Work instruction: The full set of records is to be reproduced verbatim.

*** Data

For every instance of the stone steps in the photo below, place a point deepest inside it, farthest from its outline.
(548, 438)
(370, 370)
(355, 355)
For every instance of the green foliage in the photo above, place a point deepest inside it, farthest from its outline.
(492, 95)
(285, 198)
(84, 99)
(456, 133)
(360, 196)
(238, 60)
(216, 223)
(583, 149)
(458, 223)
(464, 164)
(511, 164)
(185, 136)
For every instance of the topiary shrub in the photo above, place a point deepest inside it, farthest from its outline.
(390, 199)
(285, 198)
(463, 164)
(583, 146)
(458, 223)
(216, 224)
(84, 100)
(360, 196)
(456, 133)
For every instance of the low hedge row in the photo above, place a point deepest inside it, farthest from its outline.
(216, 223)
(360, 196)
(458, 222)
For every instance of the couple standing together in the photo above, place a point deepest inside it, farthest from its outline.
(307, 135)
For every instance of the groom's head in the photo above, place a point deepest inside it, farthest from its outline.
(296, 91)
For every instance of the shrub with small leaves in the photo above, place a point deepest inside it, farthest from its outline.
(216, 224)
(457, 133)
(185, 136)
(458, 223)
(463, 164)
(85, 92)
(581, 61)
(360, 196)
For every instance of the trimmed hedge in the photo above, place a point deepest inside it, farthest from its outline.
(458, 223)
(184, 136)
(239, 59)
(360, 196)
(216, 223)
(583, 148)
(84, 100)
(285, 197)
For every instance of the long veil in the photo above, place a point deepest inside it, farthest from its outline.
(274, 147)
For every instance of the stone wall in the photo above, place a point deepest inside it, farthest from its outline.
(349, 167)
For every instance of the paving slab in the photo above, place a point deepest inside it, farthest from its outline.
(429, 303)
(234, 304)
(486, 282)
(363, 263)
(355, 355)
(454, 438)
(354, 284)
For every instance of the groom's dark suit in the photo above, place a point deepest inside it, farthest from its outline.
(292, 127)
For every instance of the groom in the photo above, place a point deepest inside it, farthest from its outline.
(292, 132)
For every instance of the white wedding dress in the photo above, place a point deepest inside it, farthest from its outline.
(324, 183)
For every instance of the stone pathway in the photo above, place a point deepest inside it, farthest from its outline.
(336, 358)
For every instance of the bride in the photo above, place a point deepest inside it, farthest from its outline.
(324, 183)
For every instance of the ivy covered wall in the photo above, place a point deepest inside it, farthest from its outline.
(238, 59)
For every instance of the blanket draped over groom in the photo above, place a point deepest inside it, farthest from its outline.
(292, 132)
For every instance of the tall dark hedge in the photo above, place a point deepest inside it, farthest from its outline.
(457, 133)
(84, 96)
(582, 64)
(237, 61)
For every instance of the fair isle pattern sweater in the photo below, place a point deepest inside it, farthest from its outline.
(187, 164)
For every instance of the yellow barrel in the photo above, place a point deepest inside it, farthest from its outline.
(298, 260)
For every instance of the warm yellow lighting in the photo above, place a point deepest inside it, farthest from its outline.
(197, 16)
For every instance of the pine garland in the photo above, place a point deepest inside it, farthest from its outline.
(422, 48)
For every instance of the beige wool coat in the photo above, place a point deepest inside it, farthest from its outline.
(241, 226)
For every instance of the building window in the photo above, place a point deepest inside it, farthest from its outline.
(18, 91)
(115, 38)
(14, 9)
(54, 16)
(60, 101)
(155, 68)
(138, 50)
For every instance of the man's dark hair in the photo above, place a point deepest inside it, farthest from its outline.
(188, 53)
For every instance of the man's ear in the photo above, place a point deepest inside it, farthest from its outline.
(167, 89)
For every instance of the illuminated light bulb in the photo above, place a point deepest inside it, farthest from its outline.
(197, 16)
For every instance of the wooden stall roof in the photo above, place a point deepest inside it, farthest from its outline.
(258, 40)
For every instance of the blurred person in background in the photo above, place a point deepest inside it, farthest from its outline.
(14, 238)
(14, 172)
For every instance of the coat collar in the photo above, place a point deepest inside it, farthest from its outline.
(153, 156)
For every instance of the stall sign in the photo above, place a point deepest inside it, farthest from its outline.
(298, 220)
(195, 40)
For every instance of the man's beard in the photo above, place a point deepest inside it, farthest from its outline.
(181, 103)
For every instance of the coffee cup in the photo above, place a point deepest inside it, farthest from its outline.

******

Output of the exercise:
For every instance of the stone steps in the photo below, place a point deepest inside it, farthest from its outline.
(548, 438)
(370, 370)
(355, 355)
For every instance of the green foliage in the photo above, place a point deepest inside it, farthest from its outline.
(492, 95)
(285, 198)
(84, 99)
(456, 133)
(360, 196)
(238, 60)
(216, 223)
(583, 149)
(458, 223)
(464, 164)
(511, 164)
(185, 136)
For every instance of the topiary shrub in the photo above, place a point deepest inside it, farthest from its outline.
(390, 199)
(285, 198)
(463, 164)
(583, 146)
(458, 223)
(216, 224)
(84, 100)
(360, 196)
(456, 133)
For every instance of the low hedge row in the photo above, place a point deepest inside it, farthest from its outline.
(216, 223)
(360, 196)
(458, 222)
For every instance of the couple standing together in the photo above, place a point deepest inside it, farthest from its outline.
(307, 135)
For every instance of the groom's head in the photo above, place a point deepest inside it, farthest from its outline.
(296, 91)
For every instance of the shrub with small leaves in the photo above, place a point deepest inside it, farthest from its outline.
(216, 224)
(457, 133)
(185, 136)
(458, 223)
(463, 164)
(85, 92)
(581, 61)
(360, 196)
For every instance of the trimmed hedge in the photo above, place a point deepest inside it, farthest from its outline.
(458, 223)
(184, 136)
(239, 59)
(360, 196)
(216, 223)
(583, 148)
(84, 100)
(285, 197)
For every instance of the long veil in the photo above, place a point deepest inside it, farthest from its outline.
(274, 147)
For every instance of the stone wall in the photo above, place a point deepest inside it, farthest from its outline.
(349, 167)
For every instance of the paving slab in the photo above, place a point deepest inside it, farthest from its outline.
(429, 303)
(234, 304)
(486, 282)
(363, 263)
(355, 355)
(454, 438)
(354, 284)
For every instance of the groom's dark suit in the photo above, place a point deepest inside it, farthest from its outline.
(292, 127)
For every instance of the groom in the photo above, place a point deepest inside it, farthest from its outline.
(292, 132)
For every instance of the white wedding dress in the photo above, place a point deepest inside it, farthest from its outline.
(324, 183)
For every instance of the stone pathway in the photo above, place a point deepest inside it, farthest from its outline.
(336, 358)
For every instance of the bride in the photo above, place a point deepest inside it, farthest from its outline.
(324, 183)
For every instance of the ivy covered wall in the photo above, place a point deepest inside it, farthest from its outline.
(238, 59)
For every instance of the blanket draped over groom in the photo above, place a point deepest inside it, farthest from its outline.
(292, 132)
For every instance of the tall dark hedge in the photo above, place a point deepest inside it, farthest from its outline.
(457, 133)
(84, 96)
(582, 64)
(237, 61)
For every instance of the fair isle pattern sweater in the photo below, place a point deepest inside it, farthest from its outline.
(187, 164)
For every instance of the yellow barrel in the photo above, place a point deepest inside it, farthest from its outline.
(298, 260)
For every instance of the warm yellow lighting in the photo above, place a point deepest inside it, farthest from its outline.
(197, 16)
For every instance of the pine garland in the photo above, place a point deepest inside it, farthest from its outline.
(422, 48)
For every instance of the beige wool coat in the photo above, place a point deepest inside it, farthest from its outline.
(241, 226)
For every instance of the building window in the photo above, place a point deepest inside it, farthest from its outline.
(18, 91)
(115, 38)
(14, 9)
(54, 16)
(60, 101)
(155, 68)
(138, 50)
For every instance of the man's dark hair in the photo above, place a point deepest inside it, farthest from its outline.
(188, 53)
For every instance of the man's ear in the photo above, place a point deepest inside it, farthest from its outline.
(167, 89)
For every instance of the illuminated light bulb in the photo above, place a point deepest inside it, farthest from its outline.
(197, 16)
For every instance of the wooden stall roof in the photo above, place a point deepest inside it, farthest from its outline.
(258, 40)
For every instance of the blurred person in background in the photo above, place a point deepest inside it, farthest from its outline.
(14, 238)
(14, 172)
For every instance of the coat collar in the photo above, place a point deepest inside it, farthest from its outline.
(153, 156)
For every instance of the stall sign in the photo above, place a point deepest inside it, farthest from its outline.
(298, 220)
(195, 40)
For every instance of the man's beard in the photo above, place a point deepest inside it, farthest from its outline.
(181, 103)
For every instance of the coffee cup in the photo above, place a point deepest inside it, farthest from its outline.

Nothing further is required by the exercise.